- TASK REQUIREMENTS
Without changing a single character, copy every record below.

□ □ □ □ □ □ □

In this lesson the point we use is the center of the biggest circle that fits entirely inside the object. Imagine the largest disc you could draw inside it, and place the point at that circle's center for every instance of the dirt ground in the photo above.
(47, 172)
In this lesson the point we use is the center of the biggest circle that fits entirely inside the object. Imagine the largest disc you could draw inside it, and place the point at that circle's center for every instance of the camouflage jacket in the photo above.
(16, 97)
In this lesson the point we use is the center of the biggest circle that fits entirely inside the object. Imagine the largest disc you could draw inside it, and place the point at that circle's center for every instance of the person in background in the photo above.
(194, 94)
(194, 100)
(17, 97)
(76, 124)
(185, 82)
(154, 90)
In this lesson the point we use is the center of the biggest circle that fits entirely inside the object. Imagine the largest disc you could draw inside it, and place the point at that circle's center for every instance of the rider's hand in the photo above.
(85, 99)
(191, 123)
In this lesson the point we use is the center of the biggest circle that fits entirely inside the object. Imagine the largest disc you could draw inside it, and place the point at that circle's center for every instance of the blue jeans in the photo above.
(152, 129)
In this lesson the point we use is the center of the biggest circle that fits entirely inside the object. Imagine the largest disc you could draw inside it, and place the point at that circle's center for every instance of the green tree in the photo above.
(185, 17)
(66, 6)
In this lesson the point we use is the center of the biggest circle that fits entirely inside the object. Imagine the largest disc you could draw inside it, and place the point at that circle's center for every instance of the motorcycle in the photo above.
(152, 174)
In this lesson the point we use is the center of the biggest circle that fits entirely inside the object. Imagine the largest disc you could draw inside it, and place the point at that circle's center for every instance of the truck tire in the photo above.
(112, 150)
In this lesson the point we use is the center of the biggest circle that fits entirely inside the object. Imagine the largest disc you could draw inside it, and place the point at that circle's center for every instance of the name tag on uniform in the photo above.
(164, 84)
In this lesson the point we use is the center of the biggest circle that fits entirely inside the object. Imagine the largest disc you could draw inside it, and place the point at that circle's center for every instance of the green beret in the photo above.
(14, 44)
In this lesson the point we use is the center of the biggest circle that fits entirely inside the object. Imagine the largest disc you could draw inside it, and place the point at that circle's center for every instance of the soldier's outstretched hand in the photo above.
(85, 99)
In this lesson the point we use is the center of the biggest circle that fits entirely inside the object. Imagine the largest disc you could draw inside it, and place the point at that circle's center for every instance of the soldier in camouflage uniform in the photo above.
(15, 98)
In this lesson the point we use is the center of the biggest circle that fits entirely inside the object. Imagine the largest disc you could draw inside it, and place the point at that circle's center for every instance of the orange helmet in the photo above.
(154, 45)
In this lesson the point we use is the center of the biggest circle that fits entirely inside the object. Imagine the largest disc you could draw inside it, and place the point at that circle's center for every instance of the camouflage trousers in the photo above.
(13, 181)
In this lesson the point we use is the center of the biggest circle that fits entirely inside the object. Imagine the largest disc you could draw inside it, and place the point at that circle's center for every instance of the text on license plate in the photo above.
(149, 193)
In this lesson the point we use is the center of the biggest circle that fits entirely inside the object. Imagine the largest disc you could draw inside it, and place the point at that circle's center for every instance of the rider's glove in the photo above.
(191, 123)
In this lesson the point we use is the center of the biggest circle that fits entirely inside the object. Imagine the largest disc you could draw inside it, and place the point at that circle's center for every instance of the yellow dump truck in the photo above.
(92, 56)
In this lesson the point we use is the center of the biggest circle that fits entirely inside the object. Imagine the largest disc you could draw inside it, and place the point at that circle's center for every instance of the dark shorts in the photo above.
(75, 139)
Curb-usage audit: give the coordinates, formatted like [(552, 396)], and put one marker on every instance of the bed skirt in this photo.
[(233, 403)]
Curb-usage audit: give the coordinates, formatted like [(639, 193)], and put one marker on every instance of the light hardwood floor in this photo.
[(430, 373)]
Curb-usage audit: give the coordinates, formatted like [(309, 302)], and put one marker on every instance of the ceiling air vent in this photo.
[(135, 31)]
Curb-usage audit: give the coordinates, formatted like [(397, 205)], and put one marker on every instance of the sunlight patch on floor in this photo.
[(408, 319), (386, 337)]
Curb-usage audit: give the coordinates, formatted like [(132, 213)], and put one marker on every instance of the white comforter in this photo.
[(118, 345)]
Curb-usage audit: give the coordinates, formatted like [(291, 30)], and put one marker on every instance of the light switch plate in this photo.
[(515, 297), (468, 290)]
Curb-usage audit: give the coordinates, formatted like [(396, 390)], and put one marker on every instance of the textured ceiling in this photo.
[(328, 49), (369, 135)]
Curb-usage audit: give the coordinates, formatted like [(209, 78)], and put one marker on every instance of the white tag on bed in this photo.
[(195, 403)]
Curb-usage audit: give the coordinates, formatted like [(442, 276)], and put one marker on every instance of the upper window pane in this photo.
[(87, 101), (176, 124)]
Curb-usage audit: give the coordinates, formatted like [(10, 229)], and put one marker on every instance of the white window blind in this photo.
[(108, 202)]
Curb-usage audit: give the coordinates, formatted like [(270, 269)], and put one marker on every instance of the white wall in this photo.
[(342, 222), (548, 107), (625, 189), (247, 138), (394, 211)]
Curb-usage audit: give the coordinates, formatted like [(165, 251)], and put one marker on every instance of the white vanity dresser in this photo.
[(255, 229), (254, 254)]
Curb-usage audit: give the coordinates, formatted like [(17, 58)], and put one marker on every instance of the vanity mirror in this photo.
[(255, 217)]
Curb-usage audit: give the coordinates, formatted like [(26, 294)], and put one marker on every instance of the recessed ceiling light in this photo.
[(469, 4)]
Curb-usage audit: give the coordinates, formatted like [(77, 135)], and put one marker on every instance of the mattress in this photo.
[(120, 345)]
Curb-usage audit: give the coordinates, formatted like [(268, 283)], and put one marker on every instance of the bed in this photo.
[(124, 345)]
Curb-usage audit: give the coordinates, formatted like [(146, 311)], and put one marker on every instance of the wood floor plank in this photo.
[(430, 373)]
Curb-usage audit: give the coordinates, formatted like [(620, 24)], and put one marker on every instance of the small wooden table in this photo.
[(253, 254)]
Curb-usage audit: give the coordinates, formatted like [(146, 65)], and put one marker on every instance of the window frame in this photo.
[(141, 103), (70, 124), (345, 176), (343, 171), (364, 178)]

□ □ □ □ □ □ □

- YOUR RESPONSE
In this lesson the point we use is the center of the biggest circle that fits entirely inside the object. Imagine the largest disc you could draw inside it, and place the point at that circle's center for every instance of the dirt ground in the photo above.
(47, 172)
In this lesson the point we use is the center of the biggest circle that fits entirely inside the object. Imagine the largest disc you could draw inside it, and place the point at that circle's center for every instance of the camouflage jacket in the photo above.
(16, 97)
In this lesson the point we use is the center of the biggest circle that fits entirely inside the object. Imagine the largest disc you could draw inside it, and place the point at that circle's center for every instance of the person in background in the photo above.
(194, 94)
(194, 100)
(17, 97)
(76, 124)
(185, 82)
(154, 90)
In this lesson the point we use is the center of the biggest circle that fits entirely inside the object. Imagine the largest disc you could draw inside it, and place the point at that circle's center for every instance of the rider's hand in the photo above.
(85, 99)
(191, 123)
In this lesson the point we use is the center of the biggest circle that fits entirely inside the object. Imagine the largest disc you could draw inside it, and place the point at that circle's center for every instance of the blue jeans in the photo above.
(152, 129)
In this lesson the point we use is the center of the biggest circle that fits entirely inside the object. Imagine the largest disc you could draw inside it, and place the point at that circle's center for every instance of the green tree in the photo above.
(185, 17)
(66, 6)
In this lesson the point we use is the center of the biggest circle that fits entirely inside the object. Imagine the largest disc you could draw inside it, and place the point at that circle's center for every instance of the motorcycle in the photo above.
(152, 174)
In this lesson the point we use is the center of the biggest circle that fits entirely inside the object. Imagine the largest disc you could draw inside it, and place the point at that circle's center for every instance of the truck tire in the photo above.
(112, 150)
In this lesson the point we use is the center of the biggest circle that fits entirely inside the object. Imagine the largest disc you could draw inside it, and place the point at that circle's center for every instance of the name tag on uniform in the photo above.
(164, 84)
In this lesson the point we use is the center of the biggest circle that fits entirely inside the object. Imagine the largest disc you could draw inside it, and place the point at that circle's center for every instance of the green beret in the photo above.
(14, 44)
In this lesson the point we use is the center of the biggest circle that fits entirely inside the object. Imagine the largest disc you could draw inside it, and place the point at that circle's center for every instance of the soldier's outstretched hand in the photo above.
(85, 99)
In this lesson the point we use is the center of the biggest circle that fits entirely inside the object. Imagine the largest disc you could draw inside it, and place the point at that circle's center for every instance of the soldier in camouflage uniform in the photo above.
(15, 98)
In this lesson the point we use is the center of the biggest circle that fits entirely inside the object. Imagine the largest disc you could draw inside it, and place the point at that circle's center for every instance of the orange helmet in the photo above.
(154, 45)
In this lesson the point we use is the center of the biggest circle that fits entirely inside the object. Imagine the largest disc you could draw inside it, and place the point at that circle's center for every instance of the camouflage trousers in the photo above.
(13, 181)
In this lesson the point we use is the center of the biggest circle that fits entirely inside the object. Imagine the largest disc you could draw inside it, and place the point at that circle's center for every instance of the text on license plate in the photo above.
(149, 193)
In this lesson the point we use is the center of the biggest circle that fits entirely inside the object. Imagine the largest disc you could draw inside it, and place the point at that circle's center for every instance of the rider's glove in the photo above.
(191, 123)
In this lesson the point we use is the center of the biggest circle that fits entirely inside the object. Imagine the largest disc you could draw inside it, and place the point at that circle's center for every instance of the yellow dump truck in the photo above.
(92, 56)
In this lesson the point we use is the center of the biggest circle that fits entirely inside the object. Imagine the largest disc you could draw inside it, and place the point at that circle's center for every instance of the dark shorts in the photo above.
(75, 139)
Curb-usage audit: give the coordinates, formatted like [(552, 396)], and put one marker on every instance of the bed skirt in this photo.
[(233, 403)]
Curb-usage audit: give the coordinates, formatted like [(639, 193)], and put one marker on every instance of the light hardwood floor in this photo.
[(430, 373)]
Curb-usage audit: give the coordinates, formatted like [(309, 302)], and put one marker on every instance of the ceiling air vent in this photo.
[(135, 31)]
Curb-usage audit: give the coordinates, formatted like [(397, 205)], and put one marker on every instance of the sunlight patch on floor in this photo.
[(408, 319), (386, 337)]
Curb-usage audit: give the coordinates, formatted like [(132, 213)], and put one marker on every instance of the white comforter in this photo.
[(118, 345)]
Curb-usage audit: give the coordinates, formatted like [(291, 30)], and put one marker on every instance of the light switch plate in this photo.
[(515, 297), (468, 290)]
Curb-usage audit: give the coordinates, formatted like [(396, 390)], and put one marker on every instance of the textured ceiling in this photo.
[(328, 49), (369, 135)]
Curb-usage audit: give the coordinates, formatted like [(209, 78)], and put one marker on every instance of the white tag on bed in this photo.
[(195, 403)]
Curb-usage audit: give the coordinates, formatted like [(442, 276)], and put one marker on every instance of the upper window pane in this photo.
[(87, 101), (176, 124)]
Curb-usage audit: give the coordinates, formatted like [(10, 229)], and put one marker on every instance of the white window blind in this photo.
[(108, 202)]
Curb-usage audit: give the coordinates, formatted like [(270, 269)], and put one marker on every instance of the white wall in this photo.
[(342, 222), (548, 107), (625, 189), (247, 138), (394, 211)]
Curb-usage audit: give the coordinates, formatted like [(165, 251)], and put one marker on every instance of the white vanity dresser in this photo.
[(255, 229), (254, 254)]
Curb-usage audit: give the coordinates, formatted like [(17, 58)], and put one marker on every instance of the vanity mirror in this photo.
[(255, 217)]
Curb-usage audit: give the coordinates, formatted like [(26, 294)], and put one marker on every instance of the recessed ceiling light in this photo.
[(469, 4)]
Curb-usage audit: give the coordinates, formatted like [(77, 135)], and put one marker on every instance of the mattress in this photo.
[(120, 345)]
Curb-usage audit: give the coordinates, formatted like [(268, 283)], and put one marker on every instance of the bed in this photo.
[(124, 345)]
Curb-usage audit: give the coordinates, formatted like [(146, 311)], and put one marker on every instance of the wood floor plank in this photo.
[(430, 373)]
Curb-usage audit: give the coordinates, formatted like [(620, 24)], and put one marker on every instance of the small wooden table in this photo.
[(253, 254)]
Curb-usage audit: give the coordinates, formatted like [(146, 65)], and put one marker on every instance of the window frame in this photo.
[(141, 103), (70, 124), (345, 176), (343, 171), (364, 178)]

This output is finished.